[Photo-based point labeling data]
——

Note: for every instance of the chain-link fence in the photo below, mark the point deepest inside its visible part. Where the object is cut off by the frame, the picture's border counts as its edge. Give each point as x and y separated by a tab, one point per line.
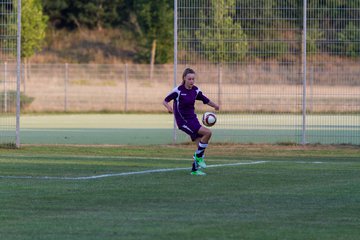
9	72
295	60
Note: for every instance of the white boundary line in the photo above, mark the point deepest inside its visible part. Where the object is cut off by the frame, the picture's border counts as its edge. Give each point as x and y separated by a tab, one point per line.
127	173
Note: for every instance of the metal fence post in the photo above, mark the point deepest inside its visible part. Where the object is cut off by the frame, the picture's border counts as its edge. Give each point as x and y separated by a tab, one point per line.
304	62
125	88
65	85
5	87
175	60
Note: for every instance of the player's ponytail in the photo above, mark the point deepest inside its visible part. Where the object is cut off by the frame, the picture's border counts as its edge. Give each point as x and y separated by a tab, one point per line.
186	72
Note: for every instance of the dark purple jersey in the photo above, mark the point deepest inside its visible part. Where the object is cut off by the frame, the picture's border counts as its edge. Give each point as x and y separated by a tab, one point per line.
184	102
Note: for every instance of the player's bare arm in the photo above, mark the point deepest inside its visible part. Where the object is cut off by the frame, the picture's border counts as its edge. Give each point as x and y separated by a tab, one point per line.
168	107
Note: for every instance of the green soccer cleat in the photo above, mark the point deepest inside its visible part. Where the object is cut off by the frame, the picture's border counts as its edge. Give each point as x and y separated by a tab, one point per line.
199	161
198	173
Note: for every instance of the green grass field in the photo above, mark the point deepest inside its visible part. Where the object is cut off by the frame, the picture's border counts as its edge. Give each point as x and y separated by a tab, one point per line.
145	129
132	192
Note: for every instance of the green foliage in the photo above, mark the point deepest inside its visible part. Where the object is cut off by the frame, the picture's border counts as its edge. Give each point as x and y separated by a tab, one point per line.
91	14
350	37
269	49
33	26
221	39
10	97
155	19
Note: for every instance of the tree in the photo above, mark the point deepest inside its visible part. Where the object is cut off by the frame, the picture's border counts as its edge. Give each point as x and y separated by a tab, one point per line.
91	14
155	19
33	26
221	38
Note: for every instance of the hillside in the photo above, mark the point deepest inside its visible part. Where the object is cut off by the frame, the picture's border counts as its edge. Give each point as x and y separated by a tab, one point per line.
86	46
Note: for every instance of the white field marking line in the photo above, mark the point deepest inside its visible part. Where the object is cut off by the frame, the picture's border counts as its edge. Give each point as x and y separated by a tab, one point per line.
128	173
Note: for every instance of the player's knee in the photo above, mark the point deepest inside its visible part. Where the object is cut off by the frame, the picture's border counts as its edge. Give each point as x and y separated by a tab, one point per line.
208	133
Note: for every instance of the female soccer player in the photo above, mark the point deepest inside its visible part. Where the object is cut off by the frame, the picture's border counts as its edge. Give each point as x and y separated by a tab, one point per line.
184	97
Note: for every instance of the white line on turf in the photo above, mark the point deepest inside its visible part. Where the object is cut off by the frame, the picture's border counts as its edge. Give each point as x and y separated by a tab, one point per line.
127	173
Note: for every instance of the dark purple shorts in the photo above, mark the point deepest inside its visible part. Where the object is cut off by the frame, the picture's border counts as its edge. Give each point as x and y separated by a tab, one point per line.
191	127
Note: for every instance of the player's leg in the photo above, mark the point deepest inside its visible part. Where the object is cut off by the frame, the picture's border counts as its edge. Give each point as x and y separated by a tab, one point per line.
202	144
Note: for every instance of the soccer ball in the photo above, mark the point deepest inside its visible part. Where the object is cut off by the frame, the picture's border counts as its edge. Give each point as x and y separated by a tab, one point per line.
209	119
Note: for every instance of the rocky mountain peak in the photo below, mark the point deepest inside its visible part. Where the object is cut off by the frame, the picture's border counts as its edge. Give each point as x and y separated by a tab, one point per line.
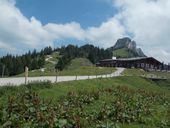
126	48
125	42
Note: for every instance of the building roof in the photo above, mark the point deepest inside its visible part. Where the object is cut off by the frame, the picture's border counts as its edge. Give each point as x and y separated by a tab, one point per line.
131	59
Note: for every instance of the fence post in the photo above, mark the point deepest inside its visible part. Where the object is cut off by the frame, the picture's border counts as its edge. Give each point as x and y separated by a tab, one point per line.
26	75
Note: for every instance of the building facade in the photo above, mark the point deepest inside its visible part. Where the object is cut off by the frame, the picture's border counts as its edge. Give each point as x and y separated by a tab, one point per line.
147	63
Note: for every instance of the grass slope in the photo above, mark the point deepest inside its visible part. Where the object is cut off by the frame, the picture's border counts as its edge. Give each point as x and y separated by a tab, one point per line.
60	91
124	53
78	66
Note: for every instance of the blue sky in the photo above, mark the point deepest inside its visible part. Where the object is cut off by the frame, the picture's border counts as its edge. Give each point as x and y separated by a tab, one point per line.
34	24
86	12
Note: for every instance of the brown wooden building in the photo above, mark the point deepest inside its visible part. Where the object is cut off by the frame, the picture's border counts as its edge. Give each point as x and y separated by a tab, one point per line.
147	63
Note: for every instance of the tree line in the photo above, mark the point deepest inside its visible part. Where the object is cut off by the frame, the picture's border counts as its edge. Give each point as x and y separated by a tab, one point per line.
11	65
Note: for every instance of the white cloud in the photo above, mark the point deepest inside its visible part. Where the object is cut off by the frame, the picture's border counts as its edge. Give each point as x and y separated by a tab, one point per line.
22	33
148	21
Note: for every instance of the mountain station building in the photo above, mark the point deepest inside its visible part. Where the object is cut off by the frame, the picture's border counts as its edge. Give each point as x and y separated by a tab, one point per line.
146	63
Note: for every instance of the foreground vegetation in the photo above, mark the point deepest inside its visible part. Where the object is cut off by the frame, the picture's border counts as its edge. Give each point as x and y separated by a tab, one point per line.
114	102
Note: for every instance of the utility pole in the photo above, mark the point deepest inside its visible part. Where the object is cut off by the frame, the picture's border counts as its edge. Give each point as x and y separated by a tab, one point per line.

——

Could you transcribe all of the rows above word for word, leaving the pictures out?

Note: for every instance of the chain-link fence in the photo below, mark the point deepest inside its visible part. Where the object is cut off by the frame, the picture's border counts as its edge. Give each point as x and y separated by a tab, one point per line.
9	72
295	60
Note: for every instance of the white boundary line in the photo above, mark the point deepest inside its visible part. Where the object is cut off by the frame, the picture's border counts as its edge. Give each point as x and y separated by a tab, one point per line.
127	173
Note: for every instance of the metal fence post in the photo above, mark the point deepest inside its visible part. Where the object is cut off by the frame, the picture's border counts as its edge. Give each point as x and y separated by a tab, one point per line.
304	62
125	88
65	85
5	87
175	60
Note: for every instance of the player's ponytail in the photo above, mark the point deepest inside its visible part. Where the object is cut off by the frame, the picture's border counts as its edge. Give each point as x and y separated by a tab, one point per line.
186	72
Note: for every instance of the dark purple jersey in the photo above, mark the point deepest inside its visible part. Where the object is cut off by the frame, the picture's border counts as its edge. Give each point as x and y separated by a tab, one point per line.
184	102
Note: for every instance of the player's bare arm in the photo above, mark the point deepest inside its visible part. Where the object is cut off by the frame, the picture's border counts as its edge. Give each point as x and y separated by a tab, one point per line.
168	107
Note: for every instance of the green soccer cleat in the photo above, mark the point deepest inside its visible part. Where the object is cut off by the frame, the picture's border counts as its edge. Give each point as x and y separated by a tab, one point per line.
199	161
198	173
Note: for every instance of the green grass field in the photo above, mark the point deepest inside its visible part. Where the object is cut off by the frame, the picture's border counts as its edge. Give each point as x and y separated by a tab, one point per line.
145	129
132	192
Note: for every instance of the green foliage in the photo above, mark the point deepest inside its visible part. Where the object is cut off by the frame, the picture's border counts as its edge. Give each point as x and y separated by a tab, one point per line.
91	14
350	37
269	49
33	26
221	39
10	97
155	19
Note: for every instance of the tree in the photo above, mark the point deepest inside its visible part. Where the object is cut off by the frame, the picture's border counts as its edge. Give each point as x and y separated by a tab, one point per line.
91	14
155	19
33	26
221	38
Note: for every instance of the hillside in the photo above, mark the point deepest inside its visible part. Where the object is cut off by the frame, the picture's border counts as its edge. Give each point as x and y separated by a tab, one point per line.
86	46
Note: for every instance of the white field marking line in the photo above, mark the point deepest inside its visible part. Where the object is cut off by the frame, the picture's border counts as its edge. Give each point as x and y separated by a tab, one point per line.
128	173
Note: for every instance of the player's knee in the photo above, mark the point deepest inside its visible part. Where the object is cut off by the frame, the picture's border counts as its edge. Give each point as x and y separated by a tab, one point per line.
208	133
Note: for every instance of the female soccer player in the photo above, mark the point deepest inside its visible part. Where the object is cut off by the frame, the picture's border counts as its edge. Give each point as x and y separated by a tab, one point per line.
184	97
Note: for every instance of the white line on turf in the photo above, mark the point deepest inside its visible part. Where the object is cut off by the frame, the picture's border counts as its edge. Give each point as x and y separated by a tab, one point per line.
127	173
Note: for every instance of the dark purple shorts in the photo above, mark the point deepest inside its visible part. Where the object is cut off by the frame, the picture's border counts as its edge. Give each point as x and y separated by a tab, one point per line.
191	127
Note: for every instance of the player's leg in the photo above, mark the point deepest inside its visible part. Where the object is cut off by the frame, the picture's border counts as its edge. Give each point as x and y separated by a tab, one point per line.
202	144
Note: for every instance of the soccer ball in the photo above, mark the point deepest inside its visible part. Where the object is cut off by the frame, the picture's border counts as its edge. Give each point as x and y separated by a tab, one point per line.
209	119
Note: for every instance of the rocky mountain peak in the photo below, mark the point deepest inside its visible part. Where the object is cut off by the frame, the picture's border counts as its edge. Give each point as x and y separated by a tab, one point per line.
126	48
125	42
Note: for every instance of the building roof in the photo above, mark the point deepest inside its visible part. Where the object is cut off by the frame, the picture's border counts as its edge. Give each point as x and y separated by a tab, one point per line.
131	59
Note: for every instance of the fence post in the photo above, mark the point deepest inside its visible part. Where the object is cut off by the frame, the picture's border counts as its edge. Give each point as x and y separated by a tab, one point per line.
26	75
Note: for every instance of the building facade in the photo above, mark the point deepest inside its visible part. Where the object is cut off by the frame, the picture's border counts as its edge. Give each point as x and y separated by a tab, one point per line.
147	63
Note: for every instance of the grass slope in the photo above, mark the point deepest inside its visible part. Where the object is cut off by the frame, the picture's border counts as its edge. Give each point as x and y separated by a tab, one point per line.
60	91
124	53
78	66
Note: for every instance of the blue sky in the photo above, mark the point deepest inside its visible part. Where the object is cut off by the frame, the picture's border counts as its edge. Give each point as x and y separated by a tab, one point per line.
34	24
86	12
Note: for every instance of the brown wooden building in the photo above, mark the point deepest inside its visible part. Where the object is cut off by the frame, the picture's border counts as its edge. Give each point as x and y separated by a tab, one point per line.
147	63
Note: for every instance of the tree line in the photo above, mark the point deepest inside its visible part. Where the object is cut off by the frame, the picture's border counts as its edge. Give each point as x and y separated by a tab, one point per line.
11	65
Note: for every instance of the white cloud in the photo above, mark the point deepest inside its visible part. Where the object is cut off by the frame, the picture's border counts as its edge. Give each point as x and y separated by a tab, one point per line.
22	33
148	21
Note: for every instance of the mountain station building in the photo above, mark the point deepest inside its visible part. Where the object is cut off by the frame, the picture's border counts as its edge. Give each point as x and y separated by a tab, one point per line.
146	63
Note: for every instance of the foreground vegetation in the photo above, mark the point deepest inside its visible part. Where the object is cut off by the frame, the picture's border counts as its edge. Give each point as x and y separated by a tab, one point per line.
114	102
Note: for every instance of the utility pole in the photo above, mark the point deepest inside its visible part. Where the object is cut off by the frame, the picture's border counts as its edge. Give each point as x and y separated by a tab, one point per line.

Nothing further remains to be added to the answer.